(Region pointing data)
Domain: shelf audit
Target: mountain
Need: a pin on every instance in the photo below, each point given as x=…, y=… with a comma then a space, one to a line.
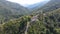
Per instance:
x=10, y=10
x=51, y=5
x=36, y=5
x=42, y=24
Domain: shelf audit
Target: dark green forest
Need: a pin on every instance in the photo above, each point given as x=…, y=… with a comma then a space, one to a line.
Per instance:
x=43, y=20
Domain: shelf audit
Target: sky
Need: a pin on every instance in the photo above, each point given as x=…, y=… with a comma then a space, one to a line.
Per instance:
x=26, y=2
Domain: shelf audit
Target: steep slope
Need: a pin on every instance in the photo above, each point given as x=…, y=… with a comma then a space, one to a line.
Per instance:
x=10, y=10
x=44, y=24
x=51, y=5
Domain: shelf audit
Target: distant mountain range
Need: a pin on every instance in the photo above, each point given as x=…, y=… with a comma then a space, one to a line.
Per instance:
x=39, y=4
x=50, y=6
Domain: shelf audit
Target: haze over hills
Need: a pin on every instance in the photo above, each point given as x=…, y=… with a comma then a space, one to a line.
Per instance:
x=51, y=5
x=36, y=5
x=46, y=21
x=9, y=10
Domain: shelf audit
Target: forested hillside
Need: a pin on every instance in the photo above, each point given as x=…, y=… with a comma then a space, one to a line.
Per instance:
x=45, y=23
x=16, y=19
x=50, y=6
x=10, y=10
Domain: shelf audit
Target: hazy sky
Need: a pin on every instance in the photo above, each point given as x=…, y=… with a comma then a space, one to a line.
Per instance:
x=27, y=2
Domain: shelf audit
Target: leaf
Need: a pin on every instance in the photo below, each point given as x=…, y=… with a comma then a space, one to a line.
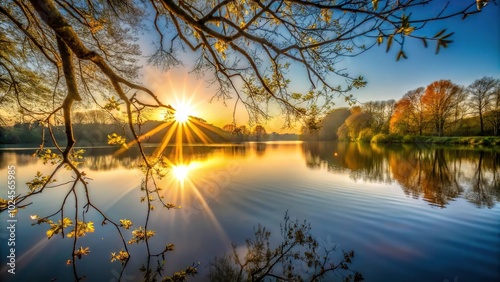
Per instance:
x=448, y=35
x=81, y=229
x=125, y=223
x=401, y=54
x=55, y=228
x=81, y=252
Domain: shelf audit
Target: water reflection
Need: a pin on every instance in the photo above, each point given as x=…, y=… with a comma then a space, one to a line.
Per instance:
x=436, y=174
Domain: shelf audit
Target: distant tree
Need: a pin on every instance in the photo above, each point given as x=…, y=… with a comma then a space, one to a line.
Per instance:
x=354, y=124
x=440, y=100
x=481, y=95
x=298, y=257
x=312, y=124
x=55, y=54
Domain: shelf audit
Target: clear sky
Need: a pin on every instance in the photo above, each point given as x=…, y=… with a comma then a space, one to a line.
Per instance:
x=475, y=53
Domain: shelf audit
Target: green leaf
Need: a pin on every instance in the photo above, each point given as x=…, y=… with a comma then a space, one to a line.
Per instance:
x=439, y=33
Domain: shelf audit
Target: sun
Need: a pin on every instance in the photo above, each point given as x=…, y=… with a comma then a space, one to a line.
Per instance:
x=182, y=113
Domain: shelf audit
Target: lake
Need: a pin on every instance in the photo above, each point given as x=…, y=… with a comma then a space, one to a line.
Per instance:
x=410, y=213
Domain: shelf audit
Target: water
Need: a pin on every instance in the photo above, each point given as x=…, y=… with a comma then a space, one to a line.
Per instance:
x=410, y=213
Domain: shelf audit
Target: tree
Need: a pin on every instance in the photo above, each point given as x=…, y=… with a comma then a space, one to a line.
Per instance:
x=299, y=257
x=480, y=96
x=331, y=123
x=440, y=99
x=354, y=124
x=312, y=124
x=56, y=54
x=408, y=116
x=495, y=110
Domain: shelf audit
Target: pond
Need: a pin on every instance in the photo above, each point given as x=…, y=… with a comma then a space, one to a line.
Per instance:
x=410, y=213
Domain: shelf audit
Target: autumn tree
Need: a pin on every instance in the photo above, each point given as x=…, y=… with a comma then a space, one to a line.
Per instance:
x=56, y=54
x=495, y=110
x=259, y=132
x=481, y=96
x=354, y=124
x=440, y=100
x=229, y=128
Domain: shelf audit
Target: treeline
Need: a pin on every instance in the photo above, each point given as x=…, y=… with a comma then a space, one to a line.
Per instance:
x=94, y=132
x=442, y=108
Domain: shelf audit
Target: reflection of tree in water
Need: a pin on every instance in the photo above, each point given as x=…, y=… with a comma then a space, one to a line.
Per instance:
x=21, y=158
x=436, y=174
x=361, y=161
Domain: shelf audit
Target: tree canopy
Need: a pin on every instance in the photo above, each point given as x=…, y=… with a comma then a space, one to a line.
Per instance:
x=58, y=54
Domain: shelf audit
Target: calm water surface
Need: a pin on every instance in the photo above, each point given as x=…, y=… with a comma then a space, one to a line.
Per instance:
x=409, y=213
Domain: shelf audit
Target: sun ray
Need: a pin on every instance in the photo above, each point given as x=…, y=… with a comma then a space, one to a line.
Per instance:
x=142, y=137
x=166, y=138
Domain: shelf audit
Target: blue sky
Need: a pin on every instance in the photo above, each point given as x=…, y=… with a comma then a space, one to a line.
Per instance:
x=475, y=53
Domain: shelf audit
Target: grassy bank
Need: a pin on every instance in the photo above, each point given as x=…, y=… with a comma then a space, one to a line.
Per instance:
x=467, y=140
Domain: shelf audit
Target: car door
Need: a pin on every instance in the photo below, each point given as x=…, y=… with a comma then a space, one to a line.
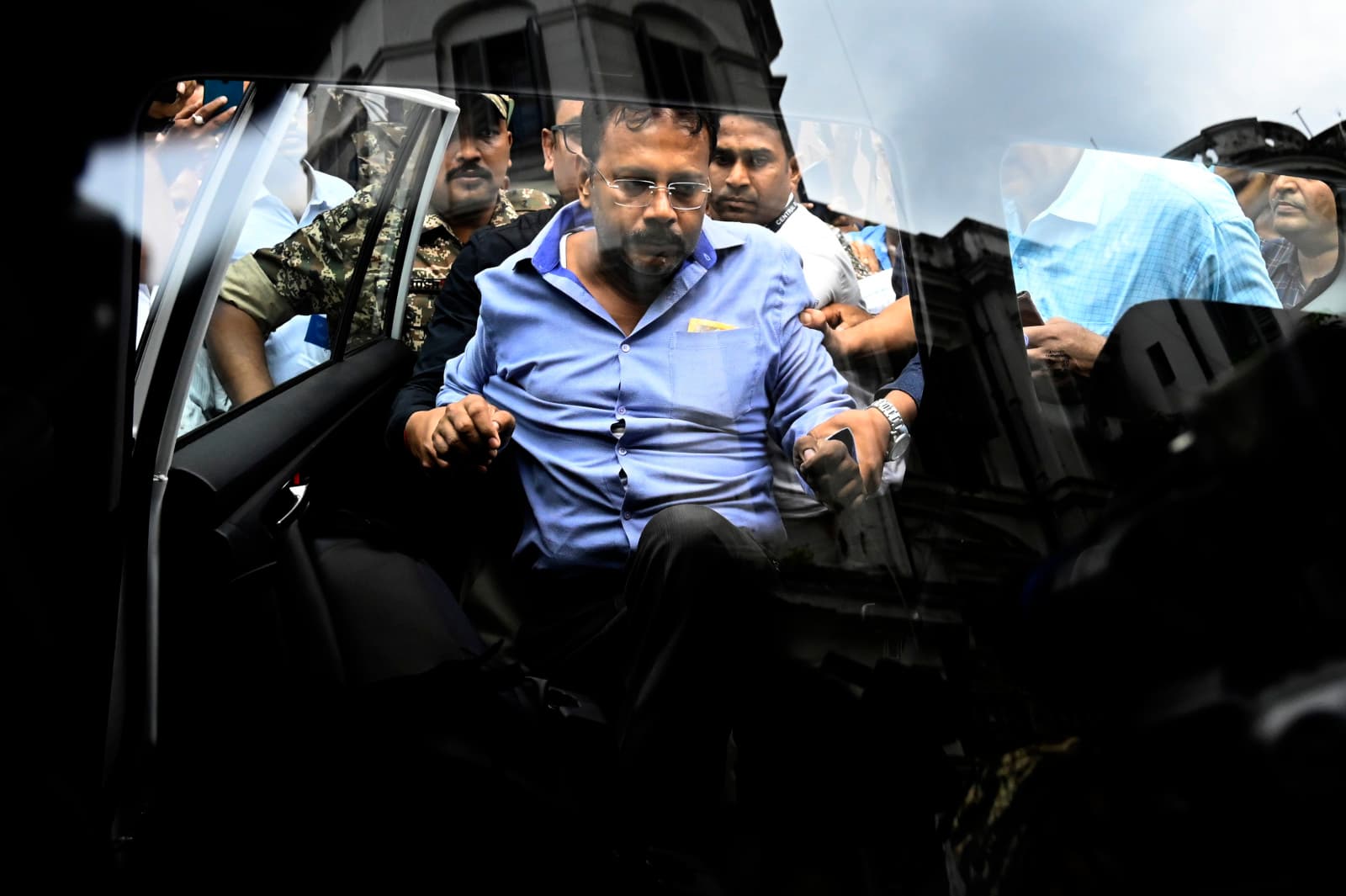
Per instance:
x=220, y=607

==

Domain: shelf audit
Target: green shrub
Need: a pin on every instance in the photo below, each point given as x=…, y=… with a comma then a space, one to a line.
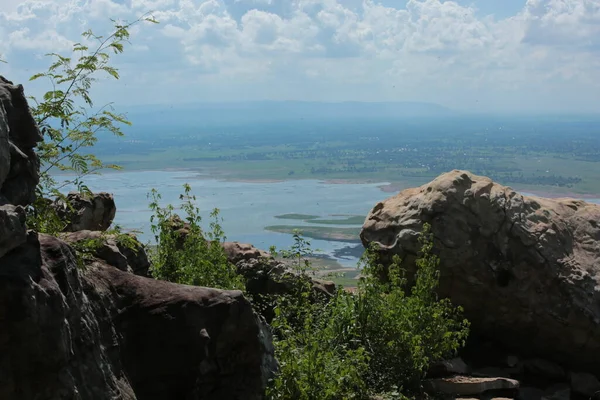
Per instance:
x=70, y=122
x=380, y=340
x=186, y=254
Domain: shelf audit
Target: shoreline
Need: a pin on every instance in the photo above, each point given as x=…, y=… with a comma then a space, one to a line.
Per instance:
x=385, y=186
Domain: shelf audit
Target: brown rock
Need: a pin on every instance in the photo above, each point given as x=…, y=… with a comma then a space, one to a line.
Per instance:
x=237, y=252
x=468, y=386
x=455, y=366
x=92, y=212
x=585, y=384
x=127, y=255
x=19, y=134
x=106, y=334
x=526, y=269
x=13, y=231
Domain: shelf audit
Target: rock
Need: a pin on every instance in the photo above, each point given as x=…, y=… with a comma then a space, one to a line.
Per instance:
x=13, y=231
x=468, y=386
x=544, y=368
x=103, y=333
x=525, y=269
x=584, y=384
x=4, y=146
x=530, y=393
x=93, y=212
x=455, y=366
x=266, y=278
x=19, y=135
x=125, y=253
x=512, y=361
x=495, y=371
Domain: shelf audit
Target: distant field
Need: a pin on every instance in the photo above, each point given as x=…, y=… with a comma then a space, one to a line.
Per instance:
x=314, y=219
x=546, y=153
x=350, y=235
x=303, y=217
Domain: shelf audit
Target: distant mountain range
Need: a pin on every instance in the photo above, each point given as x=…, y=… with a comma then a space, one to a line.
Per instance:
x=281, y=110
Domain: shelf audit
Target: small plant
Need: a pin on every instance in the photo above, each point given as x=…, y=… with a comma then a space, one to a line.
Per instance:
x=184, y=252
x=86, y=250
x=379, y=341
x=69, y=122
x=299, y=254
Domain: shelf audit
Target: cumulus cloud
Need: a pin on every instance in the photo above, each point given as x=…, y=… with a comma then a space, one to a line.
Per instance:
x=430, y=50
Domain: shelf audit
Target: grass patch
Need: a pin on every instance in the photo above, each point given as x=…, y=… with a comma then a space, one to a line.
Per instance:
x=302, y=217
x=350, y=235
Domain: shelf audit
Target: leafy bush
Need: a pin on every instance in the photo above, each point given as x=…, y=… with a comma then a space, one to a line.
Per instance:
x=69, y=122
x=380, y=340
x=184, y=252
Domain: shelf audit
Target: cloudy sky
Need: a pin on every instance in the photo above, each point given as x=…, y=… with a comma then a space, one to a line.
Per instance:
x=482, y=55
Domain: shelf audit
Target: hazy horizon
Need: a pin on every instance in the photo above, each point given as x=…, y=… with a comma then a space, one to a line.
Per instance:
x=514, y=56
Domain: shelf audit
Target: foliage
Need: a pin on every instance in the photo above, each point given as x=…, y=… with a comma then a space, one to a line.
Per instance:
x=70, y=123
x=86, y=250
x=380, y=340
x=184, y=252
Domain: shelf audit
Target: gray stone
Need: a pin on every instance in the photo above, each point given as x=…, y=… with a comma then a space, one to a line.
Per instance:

§ The task
In the records above, the line with "Target: distant tree" marks the start and the line with "Target: autumn tree" marks the end; copy that stretch exactly, both lines included, and nothing else.

§ Response
Target: distant tree
Need: a pin on every instance in the photo above, each point given as x=…, y=… with a comma then a space, one to a line.
Per instance:
x=354, y=124
x=440, y=100
x=481, y=95
x=298, y=257
x=312, y=124
x=55, y=54
Domain: shelf audit
Target: clear sky
Need: a pin on every instance in the photo above, each point given as x=…, y=… with a comma then a space, one to a line.
Per instance:
x=475, y=53
Domain: shelf audit
Target: green leaf
Need: a pin on every instance in the photo above, each point given as x=…, y=… with a comma then a space, one to a line.
Per instance:
x=439, y=33
Domain: shelf audit
Target: sun
Need: a pin on every instance in the photo above, each point given as x=…, y=… with a comma then a space, one to a line.
Per instance:
x=182, y=113
Domain: shelf audit
Target: lake
Need: a pin on every instance in the photo above, each point given as x=…, y=… with a comma then a space, one to a line.
Per instance:
x=410, y=213
Domain: shelf audit
Target: water
Need: a pin on every instance in the photo above, each point given as x=…, y=… with a comma then a space, one to a line.
Per instance:
x=410, y=213
Domain: shelf audit
Target: tree
Need: a pin on every instance in the photo above, each point given as x=…, y=… with a comma then a space, one to a line.
Per instance:
x=299, y=257
x=480, y=96
x=331, y=123
x=440, y=99
x=354, y=124
x=312, y=124
x=56, y=54
x=408, y=116
x=495, y=110
Domain: shelf audit
Target: pond
Need: a pin on every instance in the photo above, each point given as x=…, y=… with a comma then a space, one to a line.
Per instance:
x=410, y=213
Domain: shelf audit
Target: autumn tree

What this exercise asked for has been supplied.